What to work on =>
Write a continuation of the forum post about evacuating for Hurricane Matthew and staying home for Irma, picking up right after its final sentence.

Given passage =>
Postby Robin » Fri Sep 29, 2017 10:53 am

With Matthew we had just closed the sale of our boat a week earlier. We were cajoled into leaving our condo home by threats of ''bridges over the ICW will be closed' plus family members sending continuous messages afte they watchedthe weather channel or dramatic news clips. Because of the traffic, we could not get out of Florida, we were headed to Alabama, all elsewas on Matthews predicted track. After two nights sleeping in the car at reststops with hundreds of others we called 'home' to find those that stayed and the building was just fine. We turned back for home, which took us close to the storm's then position and made for a very interesting drive dodging downed trees, power poles etc plus playing Russian roulette at every junction because no traffic lights were working. When we got back to Daytona, the police had the bridges to 'beach side closed' so we ended up sleeping again in the car, choosing the marina parking area as they had security patrols and working restrooms which we still had a key to open. At first light I went to check on the boat, took many pictures to show it totally unscratched and sent these to the new owners. Ironically power came back at the marina at 2am, home, when we eventually got there not for another several days. The new owners of our boat, we found out later, tried to scam the insurers with damage claims but were thwarted by their original surveyor who refused point blank to cooperate. :evil:

Lesson learned, with Irma we stayed put at home again no damage at all to the building, the dock or even the new fences replaced after Matthew, the water level in the ICW raised up for 2 days but did not reach the building even the ground floor places ( we are on 3rd floor). Power came back after 17 hours but phone and internet took another week almost. So we got off lightly.

Dataset content =>
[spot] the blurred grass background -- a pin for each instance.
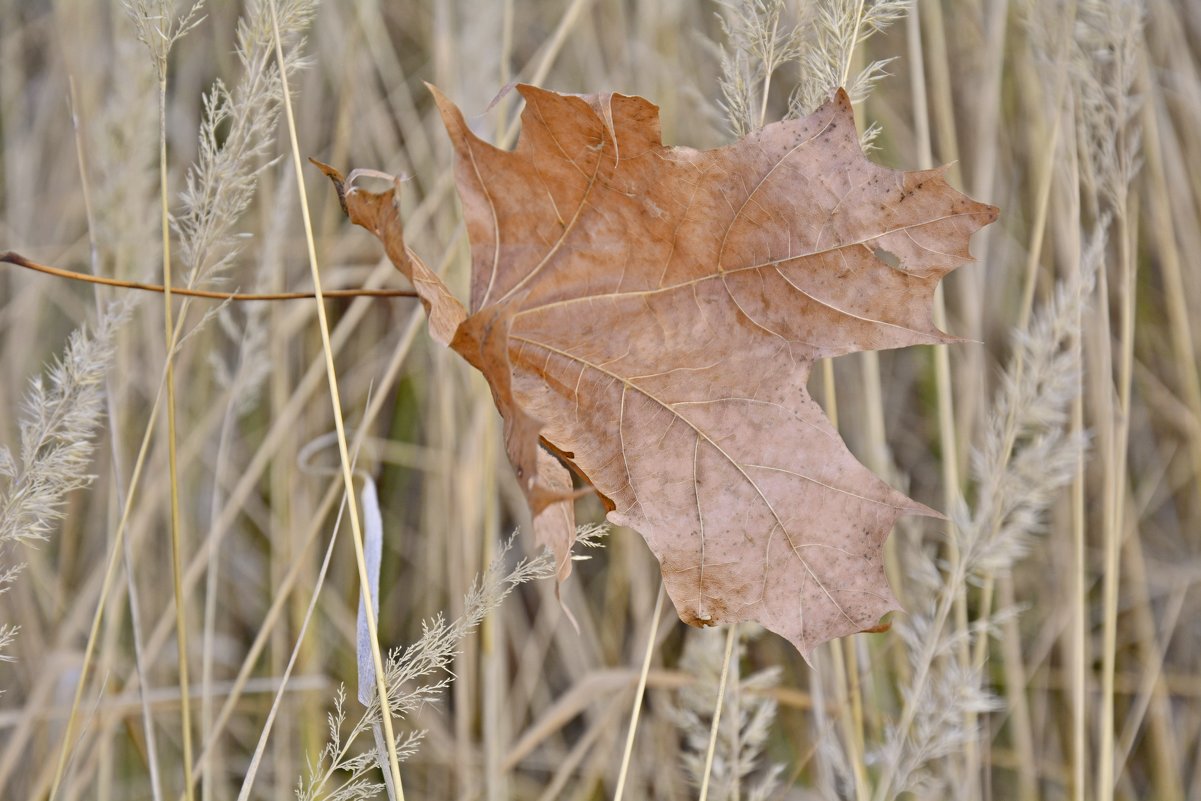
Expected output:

Exercise result =>
I spent over 20 years working for a Spanish company with a factory in Puerto Rico and representing them across mainland USA. I had many friends an aquaintances in and around San Juan even though the factory itself closed some 7 years ago with all production reverting to Madrid, Spain. I am very angry about the pathetic treatment of Puerto Rico and it's AMERICAN citizens since IRMA and Maria, but will not comment further as it becomes too political. :cry:
Mark my words, it will be dark again by nightfall :)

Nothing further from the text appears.